● Text section
Here’s what Utah Sen. Todd Weiler’s bill on gender identity in schools actually does
Transgender youth have been a focal point of the 2023 Utah Legislative Session.
After quickly passing a ban on transgender surgery and hormone therapies (which the governor signed), another bill would clarify what Utah schools must do if a student changes their name and pronouns.
Republican Sen. Todd Weiler is the sponsor of SB100. It requires a school to receive parental consent if a child chooses to go by a different name or pronoun on official school records. It also states a school cannot withhold a child’s school record from a parent.
Weiler first had the idea to draft the legislation when a constituent contacted him about a Salt Lake City School District policy.
“I was really surprised, maybe even shocked to learn that the policy basically said that the school could adopt a written transition plan for a transgender student, and then the principal would decide if the parents were supportive enough to be notified,” he said.
Weiler said the policy raised questions around “parental rights” by keeping a private file about a student “hidden away.” He was particularly concerned that the policy included elementary schools.
The district has since removed the policy, which Weiler said he “is very grateful for.” But he thought it was important to codify a state policy for other school districts.
“I don't personally believe that the student's right to privacy outweighs the parental rights, especially for an elementary school child,” he said.
The bill has gone through some changes, though.
At first, it “would prohibit without parental consent, treating a student in a manner that relates to gender identity that [does] not correspond with a student's sex.”
But Marina Lowe, the policy director with Equality Utah, said the organization had some apprehensions with that language.
“We were sort of most notably concerned about some very vague language that was contained in a couple of lines that sort of required parental permission in writing when a child wanted to be called something different in a school setting and felt that was very vague [and] there were some potential legal issues there,” she said.
Weiler agreed that the language “may actually create more ambiguity than is helpful,” and ended up striking it from the bill. In return, Equality Utah testified in favor of the bill during two committee hearings.
“When a student wants to have their official records changed at school or sort of embarks on an official transition plan, then the school needs to secure permission from the parents and let the parents in on that conversation,” Lowe said. “I don't think that's an unreasonable position.”
Weiler considers himself to be “LGBT friendly” in his personal and legislative life and said he crafted the legislation in a way that wouldn’t require a teacher or counselor to “out” an LGBTQ+ student.
The bill does not require a teacher to call a parent if a student asks them to address them by a different name or pronoun. But it also doesn’t prohibit them from doing so, either.
SB100 passed the Senate on a 22-6 vote. All Democrats voted against the bill. It now heads to the House for final consideration.

● Questions
• A. From the article on Weiler's school gender identity bill, list every short phrase in quotation marks that the article attributes to Weiler within its own sentences about him. Leave out his full quoted statements that end with "he said."
• B. Write out the passage of the article on Weiler's school gender identity bill that begins with the words containing "Here’s what Utah" and ends with "Utah Legislative Session.".

● Extracted information
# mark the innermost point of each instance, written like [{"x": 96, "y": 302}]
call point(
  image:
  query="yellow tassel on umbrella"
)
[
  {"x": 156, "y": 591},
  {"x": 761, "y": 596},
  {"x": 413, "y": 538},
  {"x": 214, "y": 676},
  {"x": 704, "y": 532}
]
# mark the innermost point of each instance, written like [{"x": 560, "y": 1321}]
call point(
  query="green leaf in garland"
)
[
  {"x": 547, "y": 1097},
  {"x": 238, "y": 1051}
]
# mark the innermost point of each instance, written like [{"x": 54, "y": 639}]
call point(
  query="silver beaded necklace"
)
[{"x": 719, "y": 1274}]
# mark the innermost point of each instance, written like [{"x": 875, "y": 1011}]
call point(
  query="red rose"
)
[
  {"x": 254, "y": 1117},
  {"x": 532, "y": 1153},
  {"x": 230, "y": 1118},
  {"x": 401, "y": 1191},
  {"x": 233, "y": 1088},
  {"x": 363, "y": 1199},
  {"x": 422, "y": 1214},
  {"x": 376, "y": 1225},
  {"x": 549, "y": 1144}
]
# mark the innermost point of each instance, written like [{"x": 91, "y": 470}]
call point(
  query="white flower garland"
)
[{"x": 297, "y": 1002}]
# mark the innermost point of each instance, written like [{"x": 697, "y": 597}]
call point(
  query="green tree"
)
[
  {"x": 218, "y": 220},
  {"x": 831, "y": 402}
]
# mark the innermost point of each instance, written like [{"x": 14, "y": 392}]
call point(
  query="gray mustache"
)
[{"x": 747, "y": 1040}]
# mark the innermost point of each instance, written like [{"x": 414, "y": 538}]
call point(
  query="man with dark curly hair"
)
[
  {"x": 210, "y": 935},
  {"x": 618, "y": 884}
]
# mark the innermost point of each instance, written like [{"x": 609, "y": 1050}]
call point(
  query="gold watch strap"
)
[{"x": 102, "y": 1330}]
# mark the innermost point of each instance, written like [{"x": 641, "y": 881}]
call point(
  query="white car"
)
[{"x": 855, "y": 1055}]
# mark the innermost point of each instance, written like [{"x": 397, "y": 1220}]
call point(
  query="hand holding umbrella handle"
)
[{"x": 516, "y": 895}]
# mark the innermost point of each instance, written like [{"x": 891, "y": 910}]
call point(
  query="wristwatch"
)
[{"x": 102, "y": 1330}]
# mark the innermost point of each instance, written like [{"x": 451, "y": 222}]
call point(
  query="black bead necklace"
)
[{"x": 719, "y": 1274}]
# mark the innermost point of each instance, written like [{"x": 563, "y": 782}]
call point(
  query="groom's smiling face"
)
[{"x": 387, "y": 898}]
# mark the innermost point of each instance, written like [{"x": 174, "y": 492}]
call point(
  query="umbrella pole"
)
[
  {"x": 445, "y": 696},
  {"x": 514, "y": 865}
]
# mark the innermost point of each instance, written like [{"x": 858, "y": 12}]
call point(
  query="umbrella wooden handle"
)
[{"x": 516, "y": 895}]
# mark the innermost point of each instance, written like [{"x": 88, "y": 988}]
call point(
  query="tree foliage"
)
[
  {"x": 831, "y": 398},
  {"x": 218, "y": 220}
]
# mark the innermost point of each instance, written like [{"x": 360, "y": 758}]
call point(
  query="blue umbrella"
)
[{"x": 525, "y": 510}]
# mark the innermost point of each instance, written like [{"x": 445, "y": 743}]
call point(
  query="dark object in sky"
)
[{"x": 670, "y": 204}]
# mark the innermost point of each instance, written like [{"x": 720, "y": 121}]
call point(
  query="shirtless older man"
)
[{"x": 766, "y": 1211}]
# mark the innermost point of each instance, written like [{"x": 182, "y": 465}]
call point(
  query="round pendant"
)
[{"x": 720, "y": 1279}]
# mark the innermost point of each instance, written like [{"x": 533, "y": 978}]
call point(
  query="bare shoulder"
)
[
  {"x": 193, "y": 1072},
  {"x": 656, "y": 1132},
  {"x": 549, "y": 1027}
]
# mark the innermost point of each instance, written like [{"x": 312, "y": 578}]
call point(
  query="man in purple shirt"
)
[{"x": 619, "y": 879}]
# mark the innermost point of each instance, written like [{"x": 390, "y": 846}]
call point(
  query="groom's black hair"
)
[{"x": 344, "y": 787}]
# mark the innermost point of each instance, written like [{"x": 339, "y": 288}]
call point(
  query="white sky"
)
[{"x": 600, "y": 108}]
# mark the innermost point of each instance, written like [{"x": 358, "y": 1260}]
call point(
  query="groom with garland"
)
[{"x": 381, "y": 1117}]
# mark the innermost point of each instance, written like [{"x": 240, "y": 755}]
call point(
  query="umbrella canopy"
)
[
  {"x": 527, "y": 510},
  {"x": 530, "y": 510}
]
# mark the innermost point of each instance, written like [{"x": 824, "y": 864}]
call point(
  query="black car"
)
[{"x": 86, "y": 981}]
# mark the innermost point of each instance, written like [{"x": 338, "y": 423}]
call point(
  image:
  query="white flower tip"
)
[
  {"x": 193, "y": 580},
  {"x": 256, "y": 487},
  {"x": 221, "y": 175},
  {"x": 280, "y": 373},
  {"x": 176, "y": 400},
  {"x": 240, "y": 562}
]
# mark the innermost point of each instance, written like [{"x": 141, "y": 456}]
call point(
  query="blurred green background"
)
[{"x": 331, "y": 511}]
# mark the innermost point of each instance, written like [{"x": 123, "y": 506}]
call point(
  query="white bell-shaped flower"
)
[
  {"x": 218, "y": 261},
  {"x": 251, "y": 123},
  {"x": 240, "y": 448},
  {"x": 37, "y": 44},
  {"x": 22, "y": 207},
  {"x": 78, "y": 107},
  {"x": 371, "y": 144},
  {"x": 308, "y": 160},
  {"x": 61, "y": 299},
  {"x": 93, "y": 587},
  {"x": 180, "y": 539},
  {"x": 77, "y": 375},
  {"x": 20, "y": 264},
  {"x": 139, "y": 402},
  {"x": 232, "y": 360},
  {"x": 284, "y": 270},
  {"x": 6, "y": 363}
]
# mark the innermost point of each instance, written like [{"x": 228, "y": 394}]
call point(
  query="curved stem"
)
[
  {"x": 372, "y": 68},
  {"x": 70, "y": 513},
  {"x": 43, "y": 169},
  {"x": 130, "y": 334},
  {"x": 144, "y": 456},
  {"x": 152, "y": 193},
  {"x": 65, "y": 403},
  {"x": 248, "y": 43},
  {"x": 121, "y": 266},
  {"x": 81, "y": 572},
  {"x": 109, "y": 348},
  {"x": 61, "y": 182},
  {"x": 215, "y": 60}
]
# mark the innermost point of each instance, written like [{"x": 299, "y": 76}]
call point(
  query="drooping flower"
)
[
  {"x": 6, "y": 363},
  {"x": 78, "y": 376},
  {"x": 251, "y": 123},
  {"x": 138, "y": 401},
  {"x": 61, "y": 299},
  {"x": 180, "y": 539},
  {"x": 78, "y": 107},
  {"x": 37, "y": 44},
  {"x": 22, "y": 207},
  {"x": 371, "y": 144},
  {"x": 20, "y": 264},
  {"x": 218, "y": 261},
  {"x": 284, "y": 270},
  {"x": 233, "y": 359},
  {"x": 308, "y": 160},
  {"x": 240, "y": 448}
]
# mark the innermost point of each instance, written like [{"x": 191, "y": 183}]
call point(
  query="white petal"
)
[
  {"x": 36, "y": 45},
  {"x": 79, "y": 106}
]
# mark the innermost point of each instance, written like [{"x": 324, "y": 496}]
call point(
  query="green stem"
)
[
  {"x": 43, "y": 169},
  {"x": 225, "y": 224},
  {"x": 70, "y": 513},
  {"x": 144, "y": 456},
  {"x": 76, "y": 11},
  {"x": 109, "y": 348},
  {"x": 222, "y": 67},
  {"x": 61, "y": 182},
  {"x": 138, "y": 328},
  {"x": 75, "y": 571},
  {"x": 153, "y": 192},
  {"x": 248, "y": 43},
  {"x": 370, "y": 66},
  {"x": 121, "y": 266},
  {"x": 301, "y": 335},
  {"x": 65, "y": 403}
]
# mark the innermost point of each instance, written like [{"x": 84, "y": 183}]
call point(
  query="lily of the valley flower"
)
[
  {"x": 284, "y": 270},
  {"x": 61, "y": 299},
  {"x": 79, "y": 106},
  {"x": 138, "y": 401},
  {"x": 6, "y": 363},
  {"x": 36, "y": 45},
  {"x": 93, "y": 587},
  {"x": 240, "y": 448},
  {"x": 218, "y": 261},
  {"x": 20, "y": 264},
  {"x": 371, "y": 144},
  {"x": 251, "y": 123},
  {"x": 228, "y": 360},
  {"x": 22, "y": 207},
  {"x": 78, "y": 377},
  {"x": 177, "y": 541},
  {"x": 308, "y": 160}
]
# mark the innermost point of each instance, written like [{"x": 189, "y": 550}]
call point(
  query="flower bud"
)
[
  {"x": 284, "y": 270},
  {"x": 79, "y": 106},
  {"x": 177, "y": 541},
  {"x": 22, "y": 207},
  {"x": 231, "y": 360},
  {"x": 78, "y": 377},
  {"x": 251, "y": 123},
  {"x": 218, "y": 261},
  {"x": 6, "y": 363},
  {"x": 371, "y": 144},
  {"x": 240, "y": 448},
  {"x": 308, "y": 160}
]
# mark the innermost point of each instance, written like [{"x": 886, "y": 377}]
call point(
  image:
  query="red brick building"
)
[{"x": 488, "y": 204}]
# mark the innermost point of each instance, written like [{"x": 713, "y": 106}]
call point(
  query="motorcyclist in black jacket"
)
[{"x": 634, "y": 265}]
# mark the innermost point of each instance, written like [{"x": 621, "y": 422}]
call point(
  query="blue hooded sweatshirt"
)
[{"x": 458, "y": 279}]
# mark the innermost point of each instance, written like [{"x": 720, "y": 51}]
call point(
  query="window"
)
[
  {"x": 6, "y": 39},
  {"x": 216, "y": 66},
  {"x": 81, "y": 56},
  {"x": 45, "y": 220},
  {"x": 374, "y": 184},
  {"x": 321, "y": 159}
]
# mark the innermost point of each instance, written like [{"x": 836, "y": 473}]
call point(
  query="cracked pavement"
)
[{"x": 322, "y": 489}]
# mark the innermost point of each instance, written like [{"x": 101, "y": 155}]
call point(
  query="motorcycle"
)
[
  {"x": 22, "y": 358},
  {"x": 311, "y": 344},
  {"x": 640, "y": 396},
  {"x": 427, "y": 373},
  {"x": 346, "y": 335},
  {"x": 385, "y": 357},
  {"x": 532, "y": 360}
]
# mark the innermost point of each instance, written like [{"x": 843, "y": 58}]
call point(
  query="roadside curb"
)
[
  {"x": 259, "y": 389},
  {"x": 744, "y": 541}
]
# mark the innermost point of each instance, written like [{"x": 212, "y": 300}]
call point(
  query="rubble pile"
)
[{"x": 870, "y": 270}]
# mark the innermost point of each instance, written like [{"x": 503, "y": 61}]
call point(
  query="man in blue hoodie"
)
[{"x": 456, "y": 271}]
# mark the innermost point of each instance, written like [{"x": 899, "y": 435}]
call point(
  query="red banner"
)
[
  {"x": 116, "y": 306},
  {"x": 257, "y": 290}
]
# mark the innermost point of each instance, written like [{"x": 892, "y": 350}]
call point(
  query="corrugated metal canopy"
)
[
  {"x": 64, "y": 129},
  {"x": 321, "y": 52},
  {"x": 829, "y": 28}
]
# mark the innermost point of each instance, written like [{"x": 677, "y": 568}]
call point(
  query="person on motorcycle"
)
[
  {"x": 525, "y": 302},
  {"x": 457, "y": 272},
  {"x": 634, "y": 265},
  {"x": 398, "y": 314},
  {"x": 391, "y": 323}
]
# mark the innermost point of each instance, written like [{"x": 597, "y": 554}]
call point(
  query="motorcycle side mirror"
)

● Solutions per task
• A.
- "parental rights"
- "hidden away"
- "is very grateful for"
- "may actually create more ambiguity than is helpful"
- "LGBT friendly"
- "out"

• B.
Here’s what Utah Sen. Todd Weiler’s bill on gender identity in schools actually does
Transgender youth have been a focal point of the 2023 Utah Legislative Session.